▸ **Job**
In the records below, take the lines from the one containing "For every instance of the glass jar rim, put" up to and including the one containing "[(410, 87)]", and write them out again with "keypoint" switched to "marker" everywhere, all else unchanged.

### Supplied material

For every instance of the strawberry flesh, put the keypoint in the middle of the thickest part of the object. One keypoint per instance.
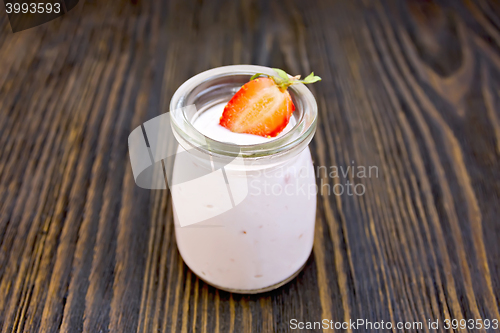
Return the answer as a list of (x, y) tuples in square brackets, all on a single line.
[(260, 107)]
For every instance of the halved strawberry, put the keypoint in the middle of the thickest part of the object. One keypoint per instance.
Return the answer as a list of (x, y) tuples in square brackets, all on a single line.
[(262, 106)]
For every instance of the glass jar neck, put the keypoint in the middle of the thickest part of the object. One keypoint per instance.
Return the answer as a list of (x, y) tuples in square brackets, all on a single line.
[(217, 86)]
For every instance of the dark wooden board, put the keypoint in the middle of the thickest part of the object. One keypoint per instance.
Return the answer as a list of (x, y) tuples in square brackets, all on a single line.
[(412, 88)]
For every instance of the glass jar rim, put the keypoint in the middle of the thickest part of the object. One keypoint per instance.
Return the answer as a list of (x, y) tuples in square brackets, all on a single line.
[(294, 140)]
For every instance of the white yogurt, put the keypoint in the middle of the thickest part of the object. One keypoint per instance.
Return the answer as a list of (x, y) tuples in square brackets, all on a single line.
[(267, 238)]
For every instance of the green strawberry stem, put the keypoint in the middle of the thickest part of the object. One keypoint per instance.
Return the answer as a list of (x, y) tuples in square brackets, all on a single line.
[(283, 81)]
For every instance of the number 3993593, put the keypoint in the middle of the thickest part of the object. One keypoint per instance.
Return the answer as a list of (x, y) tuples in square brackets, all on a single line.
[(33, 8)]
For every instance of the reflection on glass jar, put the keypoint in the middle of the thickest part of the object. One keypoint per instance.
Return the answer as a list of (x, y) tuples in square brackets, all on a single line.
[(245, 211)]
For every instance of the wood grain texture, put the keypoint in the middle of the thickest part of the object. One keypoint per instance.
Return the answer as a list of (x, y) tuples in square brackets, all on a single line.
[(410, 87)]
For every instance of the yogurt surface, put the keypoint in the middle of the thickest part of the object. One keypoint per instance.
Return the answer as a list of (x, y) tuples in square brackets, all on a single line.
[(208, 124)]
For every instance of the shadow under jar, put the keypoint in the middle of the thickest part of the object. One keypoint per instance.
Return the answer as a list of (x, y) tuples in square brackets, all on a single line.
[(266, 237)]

######

▸ **Reply to the exercise**
For every instance of the glass jar rim, put the marker in the middle of the thickest part of the object. One marker per instance.
Return the answer as a list of (x, y) tuples in square brackets, all on a single line.
[(294, 140)]
For every instance of the white yogurt, put the marker in the middle of the thickest part of the object. One marker per instance.
Return the answer as a list of (x, y) tuples in square brackets, all on a single line.
[(267, 238)]
For every instance of the green strawberry stem, put the marker in the middle of the thickest part of the object. One marker per instance.
Return the answer as a list of (x, y) tuples in square brackets, all on a single line.
[(283, 81)]
For every instance of the number 3993593, put the marker in the middle of the thickest part of the object. One marker per instance.
Return the answer as a list of (x, y) tuples in square brackets, all on a single line.
[(33, 8)]
For every instance of the reflection on glass jar, put the marker in the middle of the thickest part of the object. One marker per instance.
Return the answer as a list of (x, y) tuples in square brackets, all on a single line.
[(245, 211)]
For every instance of the wood grain texture, put the marker in the middle of the thickest part of the object. One marker per instance.
Return the answer as a list of (x, y) tuples in square brackets, all on a single line.
[(410, 87)]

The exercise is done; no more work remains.